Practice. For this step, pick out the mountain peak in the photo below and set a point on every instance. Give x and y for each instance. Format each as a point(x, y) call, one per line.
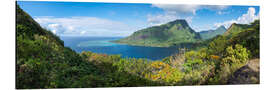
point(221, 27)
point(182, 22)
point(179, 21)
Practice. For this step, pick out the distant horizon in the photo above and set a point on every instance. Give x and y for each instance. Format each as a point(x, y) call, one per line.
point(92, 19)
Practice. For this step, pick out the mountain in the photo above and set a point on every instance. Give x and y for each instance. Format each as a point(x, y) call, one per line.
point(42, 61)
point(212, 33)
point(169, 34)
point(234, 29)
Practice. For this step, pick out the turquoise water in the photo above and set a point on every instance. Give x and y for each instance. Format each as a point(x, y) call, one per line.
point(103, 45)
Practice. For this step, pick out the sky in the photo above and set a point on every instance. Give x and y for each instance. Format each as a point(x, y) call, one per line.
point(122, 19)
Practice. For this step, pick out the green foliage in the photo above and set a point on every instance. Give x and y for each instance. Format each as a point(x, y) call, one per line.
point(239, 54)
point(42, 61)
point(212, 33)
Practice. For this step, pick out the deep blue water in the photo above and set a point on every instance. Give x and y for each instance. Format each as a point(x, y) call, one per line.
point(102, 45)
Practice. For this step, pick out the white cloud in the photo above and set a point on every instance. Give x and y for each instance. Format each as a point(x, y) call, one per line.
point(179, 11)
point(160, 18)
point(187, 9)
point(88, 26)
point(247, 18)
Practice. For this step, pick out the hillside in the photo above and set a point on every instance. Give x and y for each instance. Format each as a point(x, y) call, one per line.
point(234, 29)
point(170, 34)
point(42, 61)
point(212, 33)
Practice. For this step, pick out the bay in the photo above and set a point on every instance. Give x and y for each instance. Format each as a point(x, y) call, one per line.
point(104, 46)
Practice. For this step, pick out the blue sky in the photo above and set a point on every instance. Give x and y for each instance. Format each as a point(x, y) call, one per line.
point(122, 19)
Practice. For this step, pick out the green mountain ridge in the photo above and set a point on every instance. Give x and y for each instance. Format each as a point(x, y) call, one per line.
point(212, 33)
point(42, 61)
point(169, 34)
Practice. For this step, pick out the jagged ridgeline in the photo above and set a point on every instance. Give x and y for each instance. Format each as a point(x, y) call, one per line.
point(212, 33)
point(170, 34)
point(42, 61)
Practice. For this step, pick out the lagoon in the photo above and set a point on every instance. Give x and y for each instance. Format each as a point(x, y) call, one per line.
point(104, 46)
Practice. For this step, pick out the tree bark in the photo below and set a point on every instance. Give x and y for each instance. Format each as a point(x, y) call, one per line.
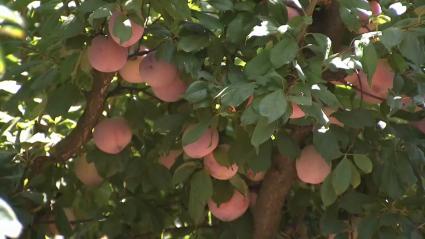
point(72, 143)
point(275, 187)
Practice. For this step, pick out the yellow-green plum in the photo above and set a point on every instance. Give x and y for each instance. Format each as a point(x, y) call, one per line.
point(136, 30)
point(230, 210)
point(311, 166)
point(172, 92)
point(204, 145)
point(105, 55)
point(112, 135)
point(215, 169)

────

** YOUR TASK **
Rewrite all the lines above with "pick out" replaced by "identify" wherever it occurs, changing nothing else. Leave the pictures out of your answer.

** EXERCISE ANSWER **
Practice. For this step, identify the mountain peak in the photo below and set a point on every instance. Give x and y for each instance. Format each as a point(x, y) call, one per line.
point(221, 27)
point(182, 22)
point(179, 21)
Practice. For this step, identify the distant horizon in the photo above and set a point on every instance. Give x and y for each instance. Format each as a point(x, y) call, one per line.
point(92, 19)
Practice. For this step, identify the mountain in the photo above and set a point on every instance. Give x and y for each instance. Format each as a point(x, y) call, one per line.
point(42, 61)
point(212, 33)
point(169, 34)
point(234, 29)
Practice. For this step, identify the turquoise water in the photo above and set a point on every instance. Give x and y for each instance. Format each as a point(x, y) call, one per line.
point(103, 45)
Practice. For this step, identify the sky in the photo above and set a point on every instance. Give x and y for each instance. Format each as a point(x, y) call, one per line.
point(122, 19)
Practice. For this step, identify the green foliage in the photo above and set a point on every instance. Give x and y for each instance. Format each as a point(x, y) call, one per line.
point(239, 54)
point(42, 61)
point(212, 33)
Practice. For this step, identify the deep blue water in the photo above and set a point on every instance. Give x and y for each instance. Format each as a point(x, y) call, one per line.
point(102, 45)
Practice. For this step, identify the white cloud in the photo above and set a point on every instance. Give x and y for each instance. Format each as a point(x, y) call, one per line.
point(179, 11)
point(160, 18)
point(187, 9)
point(88, 26)
point(247, 18)
Practice. For this step, identify the hillside in the photo above and set a point on every instance. Give x and y for each instance. Format each as a point(x, y) call, one per line.
point(234, 29)
point(170, 34)
point(42, 61)
point(212, 33)
Practice. For this step, identify the bay in the photo above and set a point on every instance. Give x and y for each instance. Format each as a point(x, y) call, one per line.
point(104, 46)
Practice. For this step, identify the blue sky in the photo above and set a point on every instance. Give x and y for each instance. Format each as a point(x, y) call, one per line.
point(122, 19)
Practice. For this step, identify the green mountain ridge in the photo above and set a point on every instance. Give x and y for each instance. Format each as a point(x, y) call, one per line.
point(212, 33)
point(42, 61)
point(169, 34)
Practice. For this step, identify the jagged ridgeline in the photo above and set a point on every instance. Give x and y for each instance. Format each as a point(x, y) call, one per line.
point(212, 33)
point(170, 34)
point(42, 61)
Practice. For this step, identify the lagoon in the photo above and set a point on every instance. Give x and y for each instance. Format each as a point(x, y) call, one per line.
point(104, 46)
Practice. For this step, identify the tree bark in the photo below and set a point on every instance. Give x and y for each instance. Format each as a point(x, y) call, one per line.
point(72, 143)
point(275, 187)
Practice. For this step, identify the yellow-green plum in the photo above and set a point on every instance. Give x and y for each instance. Format each as a point(x, y) call, one per line.
point(136, 30)
point(230, 210)
point(311, 166)
point(172, 92)
point(204, 145)
point(105, 55)
point(112, 135)
point(215, 169)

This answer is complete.